BOJ seen widening yield band, trimming super-long bond buying, says ex-deputy Iwata
By Leika Kihara and Kentaro Sugiyama
TOKYO (Reuters) - The Bank of Japan is likely to allow long-term interest rates to move more widely around its 0% target and reduce purchases of super-long bonds to steepen the yield curve, former deputy governor Kazumasa Iwata said.
The moves will be among steps the BOJ will unveil in March to make its policy more sustainable, said Iwata, who retains close contact with incumbent policymakers.
The central bank may also use its loan programmes to pump money to financial institutions that invest more in green and digital technology, he told Reuters in an interview on Monday.
“In doing so, the BOJ can offer funds at virtually negative rates. That way, the BOJ can indirectly assist efforts to nurture green and digital technology in Japan.”
Under yield curve control, the BOJ guides short-term interest rates at -0.1% and 10-year bond yields around 0%. While the policy has kept borrowing costs low, it has drawn criticism for narrowing bank margins and drying up market liquidity.
Iwata said pension funds and life insurers would benefit if super-long yields, such as 30-year yields, “rise a bit more.”
“For this to happen, it’s better for the BOJ to widen the implicit band it sets for 10-year yields to 60 basis points around its target from the current 40 points,” he said.
The central bank could also reduce or terminate purchases of super-long bonds “to ensure the yield curve steeps more,” said Iwata, now president of Japan Center for Economic Research.
Expectations that the BOJ will loosen its grip on yields have pushed up Japanese government bond (JGB) yields recently, with the 20-year yield hitting a two-year high on Monday.
Japan’s low potential growth and the hit from COVID-19 will keep the country in deflation at least until early 2022, said Iwata, who took part in the BOJ’s battle with deflation during his five-year stint as deputy governor until 2008.
“With the COVID-19 shock, Japan’s natural rate of interest will fall further,” he said. “This is why it’s hard to see Japan pull out of deflation any time soon.”

########

| QUESTIONS TO ANSWER |
**a)** Rewrite the paragraph of the Bank of Japan article that begins "Under yield curve control" as a short list that keeps its main facts.
**b)** From the Bank of Japan article, reproduce word for word everything from "Japan’s low potential" down to "governor until 2008.".
Rely on nothing but the Bank of Japan article.

########

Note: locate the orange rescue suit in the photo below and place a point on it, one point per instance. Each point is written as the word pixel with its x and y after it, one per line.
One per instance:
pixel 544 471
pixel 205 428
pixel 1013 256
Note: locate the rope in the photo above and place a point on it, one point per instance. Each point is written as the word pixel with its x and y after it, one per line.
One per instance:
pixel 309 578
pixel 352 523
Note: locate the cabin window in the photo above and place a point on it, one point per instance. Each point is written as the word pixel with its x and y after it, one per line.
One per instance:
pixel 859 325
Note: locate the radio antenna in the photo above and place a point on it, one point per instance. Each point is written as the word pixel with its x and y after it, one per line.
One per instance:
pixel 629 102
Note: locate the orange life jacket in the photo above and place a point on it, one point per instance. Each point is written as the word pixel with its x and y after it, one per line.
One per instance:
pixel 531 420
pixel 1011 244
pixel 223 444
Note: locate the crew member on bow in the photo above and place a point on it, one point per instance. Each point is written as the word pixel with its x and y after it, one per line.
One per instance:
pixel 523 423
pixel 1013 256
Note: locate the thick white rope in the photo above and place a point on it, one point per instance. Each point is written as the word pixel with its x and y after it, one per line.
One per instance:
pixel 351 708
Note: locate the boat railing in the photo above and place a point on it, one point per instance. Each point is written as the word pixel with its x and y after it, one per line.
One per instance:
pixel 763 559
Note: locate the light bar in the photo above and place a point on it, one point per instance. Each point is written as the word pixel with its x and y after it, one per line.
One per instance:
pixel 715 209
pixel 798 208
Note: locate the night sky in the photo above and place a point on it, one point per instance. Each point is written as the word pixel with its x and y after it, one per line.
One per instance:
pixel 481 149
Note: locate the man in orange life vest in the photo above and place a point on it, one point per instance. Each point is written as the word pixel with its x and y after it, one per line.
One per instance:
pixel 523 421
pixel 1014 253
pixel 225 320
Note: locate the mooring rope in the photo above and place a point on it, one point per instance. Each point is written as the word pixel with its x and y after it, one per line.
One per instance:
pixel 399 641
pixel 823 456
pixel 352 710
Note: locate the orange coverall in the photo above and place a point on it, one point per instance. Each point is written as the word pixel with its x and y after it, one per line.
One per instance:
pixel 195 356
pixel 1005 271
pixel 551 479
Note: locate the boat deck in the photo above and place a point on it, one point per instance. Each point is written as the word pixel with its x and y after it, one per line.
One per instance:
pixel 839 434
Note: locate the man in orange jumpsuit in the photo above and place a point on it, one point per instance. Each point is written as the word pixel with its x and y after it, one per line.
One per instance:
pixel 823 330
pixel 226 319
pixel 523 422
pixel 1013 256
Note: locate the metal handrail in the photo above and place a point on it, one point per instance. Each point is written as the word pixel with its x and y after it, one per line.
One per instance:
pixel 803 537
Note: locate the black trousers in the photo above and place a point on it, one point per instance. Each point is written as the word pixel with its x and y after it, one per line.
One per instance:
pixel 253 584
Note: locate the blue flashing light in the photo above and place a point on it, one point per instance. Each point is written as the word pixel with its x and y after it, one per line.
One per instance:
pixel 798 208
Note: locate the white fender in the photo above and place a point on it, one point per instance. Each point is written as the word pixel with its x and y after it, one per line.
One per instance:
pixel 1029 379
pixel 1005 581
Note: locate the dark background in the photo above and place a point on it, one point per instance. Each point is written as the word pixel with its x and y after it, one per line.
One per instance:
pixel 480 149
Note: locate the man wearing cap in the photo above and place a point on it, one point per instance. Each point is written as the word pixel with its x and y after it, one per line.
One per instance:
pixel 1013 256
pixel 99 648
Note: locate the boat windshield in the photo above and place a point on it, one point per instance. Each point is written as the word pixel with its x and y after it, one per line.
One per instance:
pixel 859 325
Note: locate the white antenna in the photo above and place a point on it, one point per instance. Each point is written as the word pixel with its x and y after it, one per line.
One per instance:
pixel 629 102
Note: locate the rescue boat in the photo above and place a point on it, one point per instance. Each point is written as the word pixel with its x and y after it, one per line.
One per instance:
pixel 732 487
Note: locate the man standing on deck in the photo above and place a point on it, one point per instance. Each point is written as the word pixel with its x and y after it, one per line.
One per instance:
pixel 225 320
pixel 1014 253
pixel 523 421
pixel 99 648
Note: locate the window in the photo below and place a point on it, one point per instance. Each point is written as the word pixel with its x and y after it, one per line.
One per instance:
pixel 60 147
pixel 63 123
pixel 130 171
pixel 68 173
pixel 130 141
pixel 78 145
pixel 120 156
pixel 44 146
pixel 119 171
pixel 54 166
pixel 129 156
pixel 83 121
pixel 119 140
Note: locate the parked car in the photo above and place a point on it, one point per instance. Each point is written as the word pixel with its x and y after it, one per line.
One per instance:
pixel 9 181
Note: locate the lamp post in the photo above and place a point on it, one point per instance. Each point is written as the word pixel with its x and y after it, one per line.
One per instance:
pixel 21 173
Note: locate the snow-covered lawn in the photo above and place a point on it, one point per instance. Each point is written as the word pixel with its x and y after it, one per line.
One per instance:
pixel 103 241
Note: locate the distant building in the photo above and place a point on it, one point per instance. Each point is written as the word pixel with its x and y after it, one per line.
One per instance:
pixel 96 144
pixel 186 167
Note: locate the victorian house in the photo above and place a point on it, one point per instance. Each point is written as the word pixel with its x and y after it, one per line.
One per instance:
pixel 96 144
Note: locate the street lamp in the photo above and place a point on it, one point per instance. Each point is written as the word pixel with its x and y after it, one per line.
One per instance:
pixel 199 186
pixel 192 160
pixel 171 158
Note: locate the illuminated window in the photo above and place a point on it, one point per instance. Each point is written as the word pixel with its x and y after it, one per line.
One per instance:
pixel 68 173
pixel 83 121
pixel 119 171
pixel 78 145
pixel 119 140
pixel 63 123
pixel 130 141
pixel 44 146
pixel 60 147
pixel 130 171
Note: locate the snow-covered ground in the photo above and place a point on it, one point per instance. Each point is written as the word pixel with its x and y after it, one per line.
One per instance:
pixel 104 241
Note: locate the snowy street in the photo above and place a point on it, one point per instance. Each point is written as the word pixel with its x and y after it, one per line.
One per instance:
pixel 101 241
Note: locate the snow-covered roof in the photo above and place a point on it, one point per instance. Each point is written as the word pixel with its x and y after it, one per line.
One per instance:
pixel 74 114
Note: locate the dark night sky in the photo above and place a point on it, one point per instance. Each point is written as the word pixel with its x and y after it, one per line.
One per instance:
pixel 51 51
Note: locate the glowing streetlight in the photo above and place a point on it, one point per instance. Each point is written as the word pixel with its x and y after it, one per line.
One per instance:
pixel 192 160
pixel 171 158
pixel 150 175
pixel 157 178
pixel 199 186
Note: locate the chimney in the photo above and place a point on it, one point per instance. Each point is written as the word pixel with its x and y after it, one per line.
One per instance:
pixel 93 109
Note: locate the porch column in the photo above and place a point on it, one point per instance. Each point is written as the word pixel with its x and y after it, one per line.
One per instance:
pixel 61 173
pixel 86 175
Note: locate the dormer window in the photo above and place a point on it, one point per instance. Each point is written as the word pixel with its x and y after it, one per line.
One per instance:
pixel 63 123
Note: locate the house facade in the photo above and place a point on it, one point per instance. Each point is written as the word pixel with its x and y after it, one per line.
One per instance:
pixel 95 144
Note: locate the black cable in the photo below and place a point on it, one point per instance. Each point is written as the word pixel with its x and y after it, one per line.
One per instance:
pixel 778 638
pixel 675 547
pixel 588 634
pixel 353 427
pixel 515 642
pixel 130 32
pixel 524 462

########

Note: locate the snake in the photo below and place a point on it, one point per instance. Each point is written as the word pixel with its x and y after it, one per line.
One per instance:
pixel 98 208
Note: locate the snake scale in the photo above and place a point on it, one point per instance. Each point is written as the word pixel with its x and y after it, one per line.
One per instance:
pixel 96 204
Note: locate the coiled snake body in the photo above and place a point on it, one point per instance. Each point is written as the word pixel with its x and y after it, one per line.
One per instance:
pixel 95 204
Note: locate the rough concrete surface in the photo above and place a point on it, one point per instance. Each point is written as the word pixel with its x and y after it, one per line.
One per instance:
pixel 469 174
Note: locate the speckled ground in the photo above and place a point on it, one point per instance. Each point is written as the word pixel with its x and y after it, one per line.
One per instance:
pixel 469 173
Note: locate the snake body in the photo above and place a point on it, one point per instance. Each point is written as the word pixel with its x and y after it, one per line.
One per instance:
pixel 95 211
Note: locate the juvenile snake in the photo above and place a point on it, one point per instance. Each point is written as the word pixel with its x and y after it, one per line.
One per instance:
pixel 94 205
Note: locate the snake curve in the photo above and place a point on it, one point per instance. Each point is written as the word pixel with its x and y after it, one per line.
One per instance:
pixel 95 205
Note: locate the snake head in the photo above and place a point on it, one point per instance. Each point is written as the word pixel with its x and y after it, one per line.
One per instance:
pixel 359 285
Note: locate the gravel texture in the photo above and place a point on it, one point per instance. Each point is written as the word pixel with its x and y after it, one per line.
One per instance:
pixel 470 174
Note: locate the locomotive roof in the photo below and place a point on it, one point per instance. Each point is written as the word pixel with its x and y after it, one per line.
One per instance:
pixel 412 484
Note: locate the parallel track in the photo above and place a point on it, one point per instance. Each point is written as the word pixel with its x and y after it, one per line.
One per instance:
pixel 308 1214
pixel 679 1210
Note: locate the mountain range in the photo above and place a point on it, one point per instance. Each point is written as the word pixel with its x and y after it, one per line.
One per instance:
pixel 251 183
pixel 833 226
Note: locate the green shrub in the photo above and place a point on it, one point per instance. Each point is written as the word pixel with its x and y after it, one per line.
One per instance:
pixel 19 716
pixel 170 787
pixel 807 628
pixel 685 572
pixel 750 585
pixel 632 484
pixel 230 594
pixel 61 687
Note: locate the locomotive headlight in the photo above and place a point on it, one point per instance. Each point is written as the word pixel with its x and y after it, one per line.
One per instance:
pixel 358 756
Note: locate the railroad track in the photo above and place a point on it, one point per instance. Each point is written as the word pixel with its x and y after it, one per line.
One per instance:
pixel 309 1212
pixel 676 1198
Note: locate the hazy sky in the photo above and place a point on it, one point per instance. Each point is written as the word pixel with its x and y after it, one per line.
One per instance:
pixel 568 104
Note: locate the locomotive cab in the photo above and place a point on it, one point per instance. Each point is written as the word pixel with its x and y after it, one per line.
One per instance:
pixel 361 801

########

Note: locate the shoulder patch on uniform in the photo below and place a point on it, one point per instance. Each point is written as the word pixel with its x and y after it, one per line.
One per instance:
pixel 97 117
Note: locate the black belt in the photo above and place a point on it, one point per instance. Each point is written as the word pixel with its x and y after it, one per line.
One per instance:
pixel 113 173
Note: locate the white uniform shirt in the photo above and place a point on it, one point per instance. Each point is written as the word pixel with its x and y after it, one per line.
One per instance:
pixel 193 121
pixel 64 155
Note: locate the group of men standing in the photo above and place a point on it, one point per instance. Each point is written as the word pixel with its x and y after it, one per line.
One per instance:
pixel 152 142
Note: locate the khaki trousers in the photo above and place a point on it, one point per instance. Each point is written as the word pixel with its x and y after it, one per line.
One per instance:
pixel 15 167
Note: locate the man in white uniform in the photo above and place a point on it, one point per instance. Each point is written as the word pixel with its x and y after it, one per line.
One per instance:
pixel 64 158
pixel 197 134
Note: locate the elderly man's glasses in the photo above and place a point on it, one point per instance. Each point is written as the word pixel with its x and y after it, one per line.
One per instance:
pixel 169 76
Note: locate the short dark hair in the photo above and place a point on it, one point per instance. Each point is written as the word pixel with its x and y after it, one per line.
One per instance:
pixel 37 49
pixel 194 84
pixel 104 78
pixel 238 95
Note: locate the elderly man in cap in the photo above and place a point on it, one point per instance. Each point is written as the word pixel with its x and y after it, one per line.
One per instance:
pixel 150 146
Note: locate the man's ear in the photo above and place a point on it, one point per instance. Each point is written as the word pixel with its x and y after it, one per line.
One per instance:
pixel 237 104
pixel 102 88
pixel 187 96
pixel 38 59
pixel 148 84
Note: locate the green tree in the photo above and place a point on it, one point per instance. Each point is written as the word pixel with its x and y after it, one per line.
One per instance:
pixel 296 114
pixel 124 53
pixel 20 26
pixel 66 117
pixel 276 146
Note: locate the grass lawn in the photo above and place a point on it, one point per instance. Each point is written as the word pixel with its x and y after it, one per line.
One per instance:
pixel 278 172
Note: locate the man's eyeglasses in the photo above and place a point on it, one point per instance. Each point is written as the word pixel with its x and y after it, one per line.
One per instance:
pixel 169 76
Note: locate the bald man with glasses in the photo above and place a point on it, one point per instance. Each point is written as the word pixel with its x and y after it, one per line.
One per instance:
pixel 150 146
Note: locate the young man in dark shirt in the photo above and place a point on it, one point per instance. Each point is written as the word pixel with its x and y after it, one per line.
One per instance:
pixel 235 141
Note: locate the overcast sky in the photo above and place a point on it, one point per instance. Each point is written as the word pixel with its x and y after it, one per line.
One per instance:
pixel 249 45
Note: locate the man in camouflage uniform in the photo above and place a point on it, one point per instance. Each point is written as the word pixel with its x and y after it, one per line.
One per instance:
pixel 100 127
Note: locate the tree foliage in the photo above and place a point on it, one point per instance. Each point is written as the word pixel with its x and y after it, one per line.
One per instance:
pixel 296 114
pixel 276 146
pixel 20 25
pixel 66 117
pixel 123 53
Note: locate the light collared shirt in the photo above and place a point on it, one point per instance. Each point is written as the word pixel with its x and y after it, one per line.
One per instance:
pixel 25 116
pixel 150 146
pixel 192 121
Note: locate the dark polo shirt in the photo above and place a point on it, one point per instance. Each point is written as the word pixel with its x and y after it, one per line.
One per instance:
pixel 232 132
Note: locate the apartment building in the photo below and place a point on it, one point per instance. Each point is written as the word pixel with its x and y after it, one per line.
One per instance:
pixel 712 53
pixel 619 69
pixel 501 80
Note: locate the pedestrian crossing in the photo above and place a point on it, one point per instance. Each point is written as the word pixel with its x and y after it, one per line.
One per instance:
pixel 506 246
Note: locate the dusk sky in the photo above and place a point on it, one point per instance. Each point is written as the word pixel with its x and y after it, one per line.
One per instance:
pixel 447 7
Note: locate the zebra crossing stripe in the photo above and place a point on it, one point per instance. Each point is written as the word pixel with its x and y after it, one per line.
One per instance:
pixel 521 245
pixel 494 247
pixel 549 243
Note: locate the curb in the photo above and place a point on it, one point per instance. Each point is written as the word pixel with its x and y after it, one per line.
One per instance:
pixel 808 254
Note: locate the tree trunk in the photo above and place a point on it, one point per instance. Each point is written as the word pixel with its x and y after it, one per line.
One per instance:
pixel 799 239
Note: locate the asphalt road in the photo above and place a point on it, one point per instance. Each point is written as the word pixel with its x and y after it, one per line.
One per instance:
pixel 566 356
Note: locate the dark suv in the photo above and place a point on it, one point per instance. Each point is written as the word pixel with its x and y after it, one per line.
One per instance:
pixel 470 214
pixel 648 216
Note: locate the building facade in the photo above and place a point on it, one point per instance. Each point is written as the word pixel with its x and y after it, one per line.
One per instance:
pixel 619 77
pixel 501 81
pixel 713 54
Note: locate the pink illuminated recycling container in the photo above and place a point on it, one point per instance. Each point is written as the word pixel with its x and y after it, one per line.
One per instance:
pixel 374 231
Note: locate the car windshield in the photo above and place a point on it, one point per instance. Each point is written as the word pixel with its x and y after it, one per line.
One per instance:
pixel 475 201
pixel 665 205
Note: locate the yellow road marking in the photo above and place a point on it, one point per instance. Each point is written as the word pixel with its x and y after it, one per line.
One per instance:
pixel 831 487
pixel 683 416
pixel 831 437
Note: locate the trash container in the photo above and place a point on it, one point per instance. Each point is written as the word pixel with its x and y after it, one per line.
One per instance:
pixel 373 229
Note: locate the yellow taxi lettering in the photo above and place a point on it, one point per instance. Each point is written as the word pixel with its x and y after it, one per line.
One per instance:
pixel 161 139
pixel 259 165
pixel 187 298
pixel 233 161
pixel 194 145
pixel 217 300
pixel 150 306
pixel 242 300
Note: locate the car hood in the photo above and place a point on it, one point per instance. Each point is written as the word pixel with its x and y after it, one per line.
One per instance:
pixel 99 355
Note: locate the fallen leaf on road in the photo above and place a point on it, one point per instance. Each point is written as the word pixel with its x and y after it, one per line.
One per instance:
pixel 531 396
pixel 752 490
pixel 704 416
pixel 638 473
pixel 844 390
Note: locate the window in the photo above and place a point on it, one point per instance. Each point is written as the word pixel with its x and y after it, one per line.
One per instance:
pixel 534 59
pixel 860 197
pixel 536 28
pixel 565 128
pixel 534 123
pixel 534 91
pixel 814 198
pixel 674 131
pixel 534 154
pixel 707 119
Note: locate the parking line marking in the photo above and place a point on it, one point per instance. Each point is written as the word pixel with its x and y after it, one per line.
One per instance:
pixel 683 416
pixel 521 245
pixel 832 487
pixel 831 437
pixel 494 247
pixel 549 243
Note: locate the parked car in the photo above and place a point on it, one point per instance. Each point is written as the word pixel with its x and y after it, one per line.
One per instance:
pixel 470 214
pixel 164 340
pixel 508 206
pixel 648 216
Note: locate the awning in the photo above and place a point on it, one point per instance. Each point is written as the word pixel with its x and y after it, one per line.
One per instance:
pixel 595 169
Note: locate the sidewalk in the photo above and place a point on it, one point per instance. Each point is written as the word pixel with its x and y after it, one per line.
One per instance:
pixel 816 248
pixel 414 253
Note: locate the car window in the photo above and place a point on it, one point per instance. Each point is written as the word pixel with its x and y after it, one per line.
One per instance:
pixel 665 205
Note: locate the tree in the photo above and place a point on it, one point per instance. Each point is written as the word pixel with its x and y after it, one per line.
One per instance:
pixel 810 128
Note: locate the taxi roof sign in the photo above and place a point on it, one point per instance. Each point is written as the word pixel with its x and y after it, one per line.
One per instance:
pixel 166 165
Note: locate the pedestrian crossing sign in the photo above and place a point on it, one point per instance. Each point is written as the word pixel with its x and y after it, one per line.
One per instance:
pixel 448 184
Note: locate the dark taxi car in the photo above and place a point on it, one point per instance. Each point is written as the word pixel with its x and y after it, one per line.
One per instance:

########

| ANSWERS GIVEN |
**a)**
- Under yield curve control, the BOJ guides short-term interest rates at -0.1% and 10-year bond yields around 0%.
- The policy has kept borrowing costs low.
- It has drawn criticism for narrowing bank margins and drying up market liquidity.

**b)**
Japan’s low potential growth and the hit from COVID-19 will keep the country in deflation at least until early 2022, said Iwata, who took part in the BOJ’s battle with deflation during his five-year stint as deputy governor until 2008.